## Passage to read
******************************

The opening credits state that the film was copyrighted by Four Star Associates, Ltd. in 1972, but it was not registered for copyright at that time. However, a video edition of the film was registered for copyright on May 9, 1994 under number PA-729-365. Richard
Abelardo's onscreen credit reads "Sets and Optical Effects by Richard Abelardo." Although a Hollywood Reporter production chart places Sol Boggs, Brooke Mills and Leotus Key in the cast, their appearance in the released film has not been confirmed.
       While only Four Star Associates, Ltd. is credited onscreen as the production company, Hollywood Reporter production charts state that The Twilight People was a co-production of Four Star Associates, Ltd. and Roger Corman's New World Pictures. Four Associates, Ltd. was a Philippine production company jointly owned by Eddie Romero, who produced, directed and co-wrote the script for The Twilight People; John Ashley, who starred in and produced the film; and David J. Cohen and Bev Miller, who served as executive producer and associate producer, respectively. The Twilight People was also the first release of Dimension Pictures, Inc., a company founded by Lawrence H. Woolner. Although The Twilight People has some similarities to H.G. Wells's novel The Island of Dr. Moreau and to the 1959 picture Terror Is a Man, which was also produced by Romero and filmed in the Philippines, neither was acknowledged as a source for the film.

******************************

## Short task 1
Find each line in the records below that contains the word "building", matching case exactly, and copy those lines out.

Location identification entries
******************************

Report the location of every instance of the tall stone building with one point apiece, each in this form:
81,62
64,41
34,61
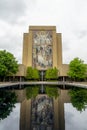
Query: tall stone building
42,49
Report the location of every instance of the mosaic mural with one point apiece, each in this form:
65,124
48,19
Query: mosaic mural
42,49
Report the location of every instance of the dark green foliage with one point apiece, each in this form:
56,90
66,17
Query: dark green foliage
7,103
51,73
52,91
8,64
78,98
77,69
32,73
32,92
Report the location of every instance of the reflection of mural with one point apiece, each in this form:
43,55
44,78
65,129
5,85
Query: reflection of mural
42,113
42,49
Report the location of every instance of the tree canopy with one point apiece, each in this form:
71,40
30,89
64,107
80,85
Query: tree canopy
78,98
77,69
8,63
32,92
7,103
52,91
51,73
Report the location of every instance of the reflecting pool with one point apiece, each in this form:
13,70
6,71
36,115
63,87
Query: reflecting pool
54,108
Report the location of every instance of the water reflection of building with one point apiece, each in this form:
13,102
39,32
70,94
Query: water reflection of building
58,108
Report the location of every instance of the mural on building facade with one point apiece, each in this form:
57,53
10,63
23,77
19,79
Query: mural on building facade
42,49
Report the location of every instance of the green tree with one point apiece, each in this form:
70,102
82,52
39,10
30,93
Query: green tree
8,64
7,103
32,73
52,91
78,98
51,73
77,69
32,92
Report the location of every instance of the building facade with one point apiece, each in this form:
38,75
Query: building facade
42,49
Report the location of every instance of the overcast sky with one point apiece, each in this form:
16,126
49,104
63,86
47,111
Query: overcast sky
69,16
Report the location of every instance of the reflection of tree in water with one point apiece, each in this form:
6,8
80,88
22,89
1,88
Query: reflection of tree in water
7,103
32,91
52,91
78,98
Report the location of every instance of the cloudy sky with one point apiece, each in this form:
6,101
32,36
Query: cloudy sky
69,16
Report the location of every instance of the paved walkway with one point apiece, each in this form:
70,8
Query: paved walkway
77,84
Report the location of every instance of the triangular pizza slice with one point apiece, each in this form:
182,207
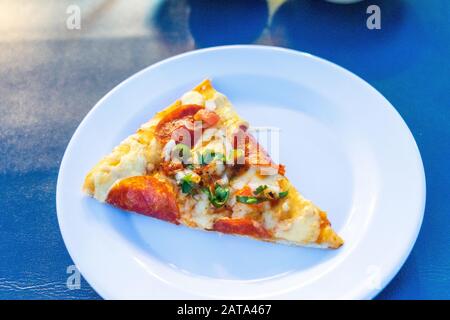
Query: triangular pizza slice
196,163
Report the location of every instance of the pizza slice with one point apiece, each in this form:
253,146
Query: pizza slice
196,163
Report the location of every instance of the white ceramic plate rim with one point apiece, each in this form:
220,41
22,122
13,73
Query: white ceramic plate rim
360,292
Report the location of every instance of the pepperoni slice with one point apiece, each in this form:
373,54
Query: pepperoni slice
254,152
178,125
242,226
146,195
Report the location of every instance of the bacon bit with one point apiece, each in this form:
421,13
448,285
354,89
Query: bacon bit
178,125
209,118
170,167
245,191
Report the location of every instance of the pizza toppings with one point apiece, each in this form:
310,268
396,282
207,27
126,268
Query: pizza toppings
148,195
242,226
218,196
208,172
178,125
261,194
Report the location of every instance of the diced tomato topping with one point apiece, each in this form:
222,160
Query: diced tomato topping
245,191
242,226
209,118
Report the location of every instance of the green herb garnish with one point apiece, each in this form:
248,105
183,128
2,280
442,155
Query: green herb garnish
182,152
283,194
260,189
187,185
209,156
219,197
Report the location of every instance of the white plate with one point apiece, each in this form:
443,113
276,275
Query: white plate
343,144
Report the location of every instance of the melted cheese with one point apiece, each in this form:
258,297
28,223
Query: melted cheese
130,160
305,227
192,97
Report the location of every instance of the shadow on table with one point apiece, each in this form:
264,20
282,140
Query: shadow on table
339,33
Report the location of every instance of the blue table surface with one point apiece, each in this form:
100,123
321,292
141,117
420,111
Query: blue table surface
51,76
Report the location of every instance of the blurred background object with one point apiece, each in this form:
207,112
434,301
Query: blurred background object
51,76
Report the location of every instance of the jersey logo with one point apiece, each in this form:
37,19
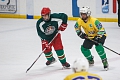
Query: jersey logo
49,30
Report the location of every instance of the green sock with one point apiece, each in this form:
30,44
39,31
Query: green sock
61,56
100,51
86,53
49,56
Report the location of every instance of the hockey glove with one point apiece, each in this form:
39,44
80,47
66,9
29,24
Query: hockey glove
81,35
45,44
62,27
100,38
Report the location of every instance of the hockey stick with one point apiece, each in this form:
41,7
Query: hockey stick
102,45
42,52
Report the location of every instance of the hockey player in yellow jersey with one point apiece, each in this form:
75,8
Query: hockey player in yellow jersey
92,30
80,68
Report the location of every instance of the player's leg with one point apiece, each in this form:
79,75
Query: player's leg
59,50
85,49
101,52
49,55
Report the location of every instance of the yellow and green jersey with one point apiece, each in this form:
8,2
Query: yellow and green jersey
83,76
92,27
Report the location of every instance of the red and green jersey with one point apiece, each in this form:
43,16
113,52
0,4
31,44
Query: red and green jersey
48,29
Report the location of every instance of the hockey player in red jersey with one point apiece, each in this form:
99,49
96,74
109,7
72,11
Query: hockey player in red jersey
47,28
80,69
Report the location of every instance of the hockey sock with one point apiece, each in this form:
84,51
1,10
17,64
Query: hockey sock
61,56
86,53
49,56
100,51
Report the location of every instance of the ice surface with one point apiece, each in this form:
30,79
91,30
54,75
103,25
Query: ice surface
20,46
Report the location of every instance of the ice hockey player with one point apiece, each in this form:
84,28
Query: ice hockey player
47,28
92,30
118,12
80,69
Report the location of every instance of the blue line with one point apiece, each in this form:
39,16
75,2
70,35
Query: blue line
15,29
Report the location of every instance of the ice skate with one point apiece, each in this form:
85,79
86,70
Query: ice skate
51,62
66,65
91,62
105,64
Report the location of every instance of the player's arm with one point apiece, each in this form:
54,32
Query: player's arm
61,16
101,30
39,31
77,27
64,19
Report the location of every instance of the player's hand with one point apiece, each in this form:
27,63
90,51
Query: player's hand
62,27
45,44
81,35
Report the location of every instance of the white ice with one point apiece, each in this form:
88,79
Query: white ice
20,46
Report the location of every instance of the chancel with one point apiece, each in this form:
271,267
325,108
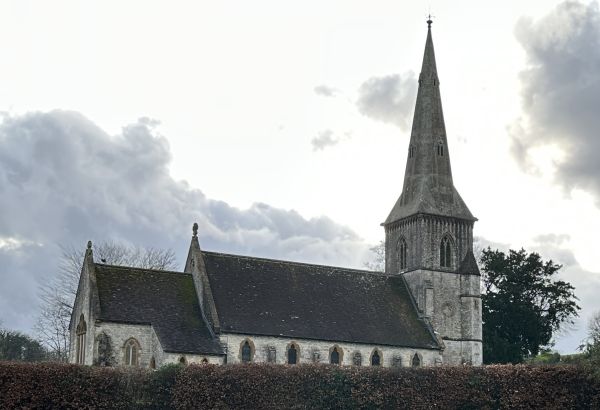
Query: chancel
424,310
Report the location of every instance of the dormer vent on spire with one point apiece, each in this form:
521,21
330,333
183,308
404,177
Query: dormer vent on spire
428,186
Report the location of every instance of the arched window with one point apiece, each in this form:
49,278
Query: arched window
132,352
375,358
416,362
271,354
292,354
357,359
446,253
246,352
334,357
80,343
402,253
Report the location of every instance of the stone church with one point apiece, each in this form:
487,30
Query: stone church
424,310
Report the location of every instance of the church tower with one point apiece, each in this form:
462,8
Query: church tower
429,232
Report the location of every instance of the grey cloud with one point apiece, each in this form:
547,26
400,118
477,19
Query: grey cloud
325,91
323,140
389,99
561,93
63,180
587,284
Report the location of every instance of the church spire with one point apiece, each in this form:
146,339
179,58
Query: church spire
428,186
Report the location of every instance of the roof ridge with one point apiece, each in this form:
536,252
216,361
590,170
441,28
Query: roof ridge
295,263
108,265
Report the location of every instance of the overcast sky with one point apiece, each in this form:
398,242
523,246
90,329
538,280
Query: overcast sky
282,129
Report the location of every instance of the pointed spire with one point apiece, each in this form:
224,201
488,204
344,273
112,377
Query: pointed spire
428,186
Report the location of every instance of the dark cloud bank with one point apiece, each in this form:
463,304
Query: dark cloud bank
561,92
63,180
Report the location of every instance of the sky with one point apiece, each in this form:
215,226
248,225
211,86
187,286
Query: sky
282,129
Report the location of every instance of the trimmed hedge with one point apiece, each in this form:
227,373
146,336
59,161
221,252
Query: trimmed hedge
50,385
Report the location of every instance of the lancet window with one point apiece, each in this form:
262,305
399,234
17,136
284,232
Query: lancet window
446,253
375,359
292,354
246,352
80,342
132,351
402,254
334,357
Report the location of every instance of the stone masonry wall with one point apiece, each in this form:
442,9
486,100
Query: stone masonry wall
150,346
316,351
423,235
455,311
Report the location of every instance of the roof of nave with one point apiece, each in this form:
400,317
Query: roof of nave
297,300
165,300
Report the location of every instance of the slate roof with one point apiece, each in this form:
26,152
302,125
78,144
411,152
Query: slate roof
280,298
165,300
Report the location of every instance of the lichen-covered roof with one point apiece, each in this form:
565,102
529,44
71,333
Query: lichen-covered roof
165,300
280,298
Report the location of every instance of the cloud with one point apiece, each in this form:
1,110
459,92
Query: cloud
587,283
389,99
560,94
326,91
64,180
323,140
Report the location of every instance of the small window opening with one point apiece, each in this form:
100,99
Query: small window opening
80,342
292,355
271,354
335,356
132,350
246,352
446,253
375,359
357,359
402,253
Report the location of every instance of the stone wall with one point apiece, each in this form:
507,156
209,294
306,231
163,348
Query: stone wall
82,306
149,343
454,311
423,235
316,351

******************************

## Short task 2
In the passage about the film, swap "Hollywood Reporter" for "trade paper" wherever it occurs in the stretch that begins at the words "The opening credits" and stops after "not been confirmed.", then write out that stretch.

## Correct output 1
Report the location of every instance of the tall stone building with one point apiece, each in this form:
Query: tall stone building
Report the location of every instance of the water reflection of building with one point apiece, each in this form:
Query: water reflection of building
Report the location of every instance of the mural on building facade with one point apiece, each in this form:
Query: mural on building facade
Report the location of every instance of the building facade with one point apiece, each in this form:
Query: building facade

## Correct output 2
The opening credits state that the film was copyrighted by Four Star Associates, Ltd. in 1972, but it was not registered for copyright at that time. However, a video edition of the film was registered for copyright on May 9, 1994 under number PA-729-365. Richard
Abelardo's onscreen credit reads "Sets and Optical Effects by Richard Abelardo." Although a trade paper production chart places Sol Boggs, Brooke Mills and Leotus Key in the cast, their appearance in the released film has not been confirmed.